* _What is asked_
Extract the listing in its entirety, keeping each line identical to the original.

BEGIN Records for this exercise

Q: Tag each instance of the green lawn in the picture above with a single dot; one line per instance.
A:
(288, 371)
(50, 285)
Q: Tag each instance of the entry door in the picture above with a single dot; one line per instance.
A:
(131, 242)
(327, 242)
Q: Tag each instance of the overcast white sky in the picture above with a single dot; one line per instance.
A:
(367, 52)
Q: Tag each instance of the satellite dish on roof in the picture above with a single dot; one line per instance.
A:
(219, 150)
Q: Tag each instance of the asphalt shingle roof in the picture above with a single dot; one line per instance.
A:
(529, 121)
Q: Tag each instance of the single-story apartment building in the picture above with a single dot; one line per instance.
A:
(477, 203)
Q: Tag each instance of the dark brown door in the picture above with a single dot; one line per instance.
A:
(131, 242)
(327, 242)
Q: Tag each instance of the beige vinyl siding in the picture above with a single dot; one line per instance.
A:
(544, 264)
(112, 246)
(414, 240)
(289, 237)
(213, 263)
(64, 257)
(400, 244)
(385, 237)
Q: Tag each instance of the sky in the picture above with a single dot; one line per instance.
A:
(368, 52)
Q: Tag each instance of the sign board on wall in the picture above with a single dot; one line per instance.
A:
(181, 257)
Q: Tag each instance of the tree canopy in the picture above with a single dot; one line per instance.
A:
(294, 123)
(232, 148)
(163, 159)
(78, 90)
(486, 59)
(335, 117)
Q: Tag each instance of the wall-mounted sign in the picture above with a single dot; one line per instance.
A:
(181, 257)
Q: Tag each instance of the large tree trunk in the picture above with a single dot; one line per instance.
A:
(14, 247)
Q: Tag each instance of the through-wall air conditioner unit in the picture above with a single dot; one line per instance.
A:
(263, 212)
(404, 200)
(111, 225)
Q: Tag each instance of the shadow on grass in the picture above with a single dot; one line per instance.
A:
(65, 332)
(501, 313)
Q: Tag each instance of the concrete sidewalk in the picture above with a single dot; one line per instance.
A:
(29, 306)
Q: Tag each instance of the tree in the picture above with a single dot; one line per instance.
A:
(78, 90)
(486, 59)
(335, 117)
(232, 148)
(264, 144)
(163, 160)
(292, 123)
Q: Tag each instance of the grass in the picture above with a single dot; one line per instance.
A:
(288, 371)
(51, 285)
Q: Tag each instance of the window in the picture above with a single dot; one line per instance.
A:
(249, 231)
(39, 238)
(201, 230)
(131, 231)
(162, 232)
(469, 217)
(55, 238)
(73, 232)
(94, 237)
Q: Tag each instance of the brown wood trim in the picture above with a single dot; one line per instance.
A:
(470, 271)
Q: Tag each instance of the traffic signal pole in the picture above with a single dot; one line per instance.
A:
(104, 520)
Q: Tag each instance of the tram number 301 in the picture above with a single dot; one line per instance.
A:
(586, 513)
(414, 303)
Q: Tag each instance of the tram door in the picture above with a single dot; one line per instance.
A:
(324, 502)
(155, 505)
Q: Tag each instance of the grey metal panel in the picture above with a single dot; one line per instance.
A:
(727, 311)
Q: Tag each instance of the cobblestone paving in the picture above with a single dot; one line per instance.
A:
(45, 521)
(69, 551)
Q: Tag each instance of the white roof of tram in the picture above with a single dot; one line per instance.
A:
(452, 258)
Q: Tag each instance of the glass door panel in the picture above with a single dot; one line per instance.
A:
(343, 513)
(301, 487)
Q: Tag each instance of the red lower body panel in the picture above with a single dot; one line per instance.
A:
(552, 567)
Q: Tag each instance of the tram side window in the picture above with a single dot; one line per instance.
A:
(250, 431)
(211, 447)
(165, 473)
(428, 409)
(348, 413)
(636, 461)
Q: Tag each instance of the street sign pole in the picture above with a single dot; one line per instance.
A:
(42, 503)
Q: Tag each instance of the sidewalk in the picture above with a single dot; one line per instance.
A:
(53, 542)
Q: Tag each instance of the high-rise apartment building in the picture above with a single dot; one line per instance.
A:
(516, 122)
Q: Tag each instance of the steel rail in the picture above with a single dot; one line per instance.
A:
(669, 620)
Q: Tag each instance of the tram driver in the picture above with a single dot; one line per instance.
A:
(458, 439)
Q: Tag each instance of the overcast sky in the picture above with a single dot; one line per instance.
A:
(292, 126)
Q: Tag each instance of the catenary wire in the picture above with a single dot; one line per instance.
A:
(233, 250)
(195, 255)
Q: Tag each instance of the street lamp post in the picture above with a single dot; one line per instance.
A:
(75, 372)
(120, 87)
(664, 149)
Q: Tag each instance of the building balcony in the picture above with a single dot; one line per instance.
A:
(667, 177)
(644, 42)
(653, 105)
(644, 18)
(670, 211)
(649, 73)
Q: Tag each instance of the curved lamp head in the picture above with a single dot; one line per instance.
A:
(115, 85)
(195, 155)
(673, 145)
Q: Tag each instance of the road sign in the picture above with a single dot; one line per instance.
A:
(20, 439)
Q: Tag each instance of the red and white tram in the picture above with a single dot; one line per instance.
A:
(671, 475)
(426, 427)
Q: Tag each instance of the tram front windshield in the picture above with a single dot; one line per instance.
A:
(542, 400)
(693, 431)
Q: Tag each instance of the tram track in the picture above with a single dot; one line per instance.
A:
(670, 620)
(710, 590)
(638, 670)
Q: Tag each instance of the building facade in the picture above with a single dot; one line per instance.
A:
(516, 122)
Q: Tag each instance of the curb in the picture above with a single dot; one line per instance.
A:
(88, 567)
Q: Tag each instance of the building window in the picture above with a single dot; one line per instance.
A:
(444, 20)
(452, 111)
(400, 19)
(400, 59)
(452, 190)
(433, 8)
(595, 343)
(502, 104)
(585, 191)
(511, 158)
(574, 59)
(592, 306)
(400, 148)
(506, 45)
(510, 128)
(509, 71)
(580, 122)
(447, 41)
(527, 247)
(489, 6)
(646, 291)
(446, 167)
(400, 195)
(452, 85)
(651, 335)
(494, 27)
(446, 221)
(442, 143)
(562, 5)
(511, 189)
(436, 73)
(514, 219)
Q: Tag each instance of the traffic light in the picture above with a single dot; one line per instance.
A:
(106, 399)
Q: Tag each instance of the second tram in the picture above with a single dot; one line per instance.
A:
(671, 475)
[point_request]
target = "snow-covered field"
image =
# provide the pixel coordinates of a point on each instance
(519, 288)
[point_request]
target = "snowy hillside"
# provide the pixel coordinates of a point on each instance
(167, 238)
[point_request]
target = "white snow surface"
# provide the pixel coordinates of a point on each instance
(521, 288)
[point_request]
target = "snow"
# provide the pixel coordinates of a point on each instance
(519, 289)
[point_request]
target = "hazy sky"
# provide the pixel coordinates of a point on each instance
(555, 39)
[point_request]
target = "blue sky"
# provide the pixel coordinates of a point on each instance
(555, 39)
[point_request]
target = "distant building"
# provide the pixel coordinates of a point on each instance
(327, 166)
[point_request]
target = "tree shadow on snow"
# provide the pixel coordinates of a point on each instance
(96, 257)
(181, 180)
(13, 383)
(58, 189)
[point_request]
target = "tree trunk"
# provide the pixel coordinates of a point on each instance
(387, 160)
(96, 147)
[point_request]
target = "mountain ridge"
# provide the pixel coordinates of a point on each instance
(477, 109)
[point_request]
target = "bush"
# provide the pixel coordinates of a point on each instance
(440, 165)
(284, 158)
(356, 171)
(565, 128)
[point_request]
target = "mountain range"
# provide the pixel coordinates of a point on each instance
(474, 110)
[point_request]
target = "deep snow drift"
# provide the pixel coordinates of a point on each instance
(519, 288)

END Records for this exercise

* _Exercise solution_
Q: Tag each instance of the green lawn in the picture above with a single dot; one line per instance.
A:
(288, 371)
(50, 285)
Q: Tag each instance of the entry door in the picture above with a single dot; one line per instance.
A:
(131, 242)
(327, 242)
Q: Tag each instance of the overcast white sky in the picture above with a single dot; one line per instance.
A:
(367, 52)
Q: Tag each instance of the satellite dish on roof in the picture above with a single dot; one line per instance.
A:
(219, 150)
Q: Tag each instance of the asphalt shingle roof in the picture above with a single dot; one line per instance.
A:
(529, 121)
Q: Tag each instance of the single-story apartment building in the picture above with a single dot; one line per instance.
A:
(477, 203)
Q: Tag each instance of the dark brown door in the picture above with a single dot; one line per instance.
A:
(131, 242)
(327, 242)
Q: Tag each instance of the beige vinyl siding in the picture above with a single dot; one line per instance.
A:
(544, 264)
(112, 246)
(414, 240)
(289, 237)
(213, 263)
(64, 257)
(400, 244)
(385, 237)
Q: Tag each instance of the sky in the picture above with a single dot; one line per instance.
A:
(368, 52)
Q: Tag each instance of the sign board on wall in the picture above with a single dot; one line per instance.
A:
(181, 257)
Q: Tag each instance of the tree canopy in the picture above with a single dot; one line per instance.
A:
(294, 123)
(232, 148)
(163, 159)
(78, 90)
(486, 59)
(335, 117)
Q: Tag each instance of the wall-mounted sign in the picture above with a single dot; one line per instance.
A:
(181, 257)
Q: Tag each instance of the large tree trunk in the picture above with a single dot; one line per instance.
A:
(14, 247)
Q: Tag each instance of the through-wall air conditioner unit in the picture above with a single dot; one line per instance.
A:
(263, 212)
(404, 200)
(111, 225)
Q: Tag each instance of the shadow on grass in the picture above with a single dot; one line per instance.
A:
(65, 332)
(501, 313)
Q: Tag each instance of the concrete sidewalk in the picture above with a single dot; one line per instance.
A:
(29, 306)
Q: Tag each instance of the tree in the picture above with a single dot; one line per instance.
A:
(78, 90)
(486, 59)
(335, 117)
(232, 148)
(264, 144)
(163, 160)
(292, 123)
Q: Tag each instance of the grass in the picture above with a single dot; one line per instance.
A:
(288, 371)
(51, 285)
Q: Tag each instance of the window in the picture above with a single dot; one line per instance.
A:
(249, 231)
(39, 238)
(201, 230)
(131, 231)
(162, 232)
(469, 217)
(55, 238)
(73, 232)
(94, 237)
Q: Tag each instance of the brown wood trim in the picture above with a single dot; one line per instance.
A:
(470, 271)
Q: Tag each instance of the traffic signal pole in the picture above with a single dot; one line per instance.
A:
(104, 520)
Q: Tag each instance of the tram number 301 in the picture above with a single dot; one line per instance.
A:
(586, 513)
(414, 303)
Q: Tag each instance of the tram door in the picture above with a single dot; one line per instance.
A:
(324, 502)
(155, 505)
Q: Tag each instance of the grey metal panel in the picture above with a single dot; one line per instance.
A:
(727, 311)
Q: Tag each instance of the cobblestone paving in the picture above with a single dot; one line per instance.
A:
(45, 521)
(69, 551)
Q: Tag each instance of the white roof of tram in the picture above with a single dot; one line per instance.
A:
(452, 258)
Q: Tag each instance of the glass door panel in the picture above with a single dot; one line per instance.
A:
(343, 513)
(301, 487)
Q: Tag each instance of the red lower body panel in the picture above with a single dot; one line per instance.
A:
(552, 567)
Q: Tag each instance of the tram side window in the picture above with a single dot; one line per instance.
A:
(250, 431)
(211, 447)
(165, 473)
(428, 409)
(348, 413)
(636, 461)
Q: Tag each instance of the street sign pole in the picture above with a single dot; one line per instance.
A:
(42, 503)
Q: Tag each instance of the sidewalk in the picture above with a single dot; one line per instance.
A:
(53, 542)
Q: Tag each instance of the high-rise apartment building in the picture above with a single dot; one line per instance.
A:
(516, 122)
Q: Tag each instance of the steel rail in the picture above with a single dot; one line per instance.
A:
(669, 620)
Q: Tag each instance of the tram driver in the picture above with a single dot; one line per instance.
A:
(458, 439)
Q: Tag each instance of the overcast sky in the picture above with a single dot; one line per instance.
A:
(292, 126)
Q: Tag each instance of the catenary wire in the picture above with a single dot; one line per instance.
A:
(233, 250)
(195, 255)
Q: Tag each instance of the street lamp post in the picture above with a single dot; one line per instance.
A:
(75, 372)
(120, 87)
(664, 149)
Q: Tag each instance of the building balcony in the picture above with a single dot; one line per instance.
A:
(667, 177)
(644, 42)
(653, 105)
(644, 18)
(670, 211)
(649, 73)
Q: Tag each instance of the curved lamp head in the picture above with a single dot; one line per instance.
A:
(115, 85)
(195, 155)
(673, 145)
Q: Tag each instance of the road sign in the picture above with a single dot; one line per instance.
A:
(20, 439)
Q: Tag each instance of the red and white tram in the picture above with a single dot; one line per instance.
A:
(671, 475)
(426, 427)
Q: Tag each instance of the tram front windshield in the picture above with a single dot; one line per instance.
A:
(542, 400)
(693, 431)
Q: Tag each instance of the tram track in the picture above with a single dot; one line per instance.
A:
(670, 620)
(710, 590)
(638, 670)
Q: Tag each instance of the building facade in the picture above with a single dot; one line per instance.
A:
(516, 122)
Q: Tag each instance of the curb in the picture above with a single dot; one line per instance.
A:
(88, 567)
Q: Tag each instance of the building window in the picture above with a single dot; one line per instance.
A:
(444, 20)
(452, 111)
(400, 19)
(400, 59)
(452, 190)
(433, 8)
(595, 343)
(502, 104)
(585, 191)
(511, 158)
(574, 59)
(592, 306)
(400, 148)
(506, 45)
(510, 128)
(509, 71)
(580, 122)
(447, 41)
(527, 247)
(489, 6)
(646, 291)
(446, 167)
(400, 195)
(452, 85)
(651, 335)
(494, 27)
(446, 221)
(442, 143)
(562, 5)
(511, 189)
(436, 73)
(514, 219)
Q: Tag each instance of the traffic light in the picture above with a single dot; one line per instance.
A:
(106, 399)
Q: Tag each instance of the second tram in the picture above with a single dot; one line per instance.
A:
(671, 475)
[point_request]
target = "snow-covered field"
image =
# provide the pixel coordinates of a point on each instance
(519, 288)
[point_request]
target = "snowy hillside"
# provide the pixel coordinates of a point on each instance
(167, 238)
[point_request]
target = "white snow surface"
# provide the pixel coordinates of a point on each instance
(521, 288)
[point_request]
target = "snow"
# provide the pixel coordinates of a point on each instance
(519, 289)
[point_request]
target = "hazy sky"
# provide the pixel coordinates of a point on each instance
(555, 39)
[point_request]
target = "blue sky"
# provide the pixel coordinates of a point on each instance
(555, 39)
[point_request]
target = "distant building"
# provide the pixel coordinates of a point on each instance
(327, 166)
[point_request]
target = "tree shadow on snow"
# provide the pixel coordinates of a point on each instance
(96, 257)
(181, 180)
(13, 383)
(58, 189)
[point_request]
target = "tree trunk"
# provide the pixel coordinates of a point on each instance
(387, 160)
(96, 147)
[point_request]
target = "mountain ridge"
# provide the pixel coordinates of a point on each instance
(477, 109)
[point_request]
target = "bush"
# provide the pixel coordinates of a point on each instance
(440, 165)
(284, 158)
(356, 171)
(565, 128)
[point_request]
target = "mountain range"
# provide the pixel coordinates of a point on each instance
(474, 110)
[point_request]
target = "deep snow drift"
# provide the pixel coordinates of a point on each instance
(519, 288)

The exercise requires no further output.